● Problem statement:
Show each line of the rows below that contains the word "tree", copied without changes.

● Task input:
· · · · · · ·
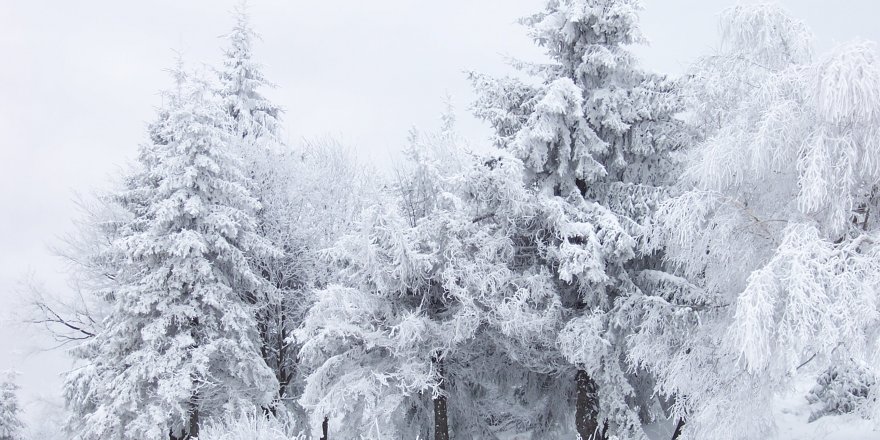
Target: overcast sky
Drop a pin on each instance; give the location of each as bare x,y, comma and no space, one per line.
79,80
· · · · · · ·
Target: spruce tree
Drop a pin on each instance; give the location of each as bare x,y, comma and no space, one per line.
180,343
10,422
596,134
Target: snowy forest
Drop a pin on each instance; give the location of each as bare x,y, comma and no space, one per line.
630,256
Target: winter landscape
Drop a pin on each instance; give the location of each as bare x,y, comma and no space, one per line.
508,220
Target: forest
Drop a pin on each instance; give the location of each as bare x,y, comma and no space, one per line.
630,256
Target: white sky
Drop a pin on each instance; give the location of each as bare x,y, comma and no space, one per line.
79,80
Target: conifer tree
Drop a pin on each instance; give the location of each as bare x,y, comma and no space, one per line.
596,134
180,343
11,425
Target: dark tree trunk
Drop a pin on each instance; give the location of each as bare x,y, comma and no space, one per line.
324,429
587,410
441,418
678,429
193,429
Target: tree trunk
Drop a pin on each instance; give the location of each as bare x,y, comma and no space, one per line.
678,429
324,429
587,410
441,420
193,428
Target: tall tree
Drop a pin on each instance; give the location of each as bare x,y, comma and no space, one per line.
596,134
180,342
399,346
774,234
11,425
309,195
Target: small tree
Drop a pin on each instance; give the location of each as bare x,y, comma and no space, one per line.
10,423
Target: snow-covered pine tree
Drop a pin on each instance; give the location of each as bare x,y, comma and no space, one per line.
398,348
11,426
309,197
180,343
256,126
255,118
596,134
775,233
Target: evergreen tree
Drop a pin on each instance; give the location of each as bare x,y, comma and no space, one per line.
· · · · · · ·
● Reply to the task:
Target: spruce tree
Target: conifer tree
Target: dark tree trunk
Target: tree trunk
Target: tall tree
Target: small tree
Target: snow-covered pine tree
Target: evergreen tree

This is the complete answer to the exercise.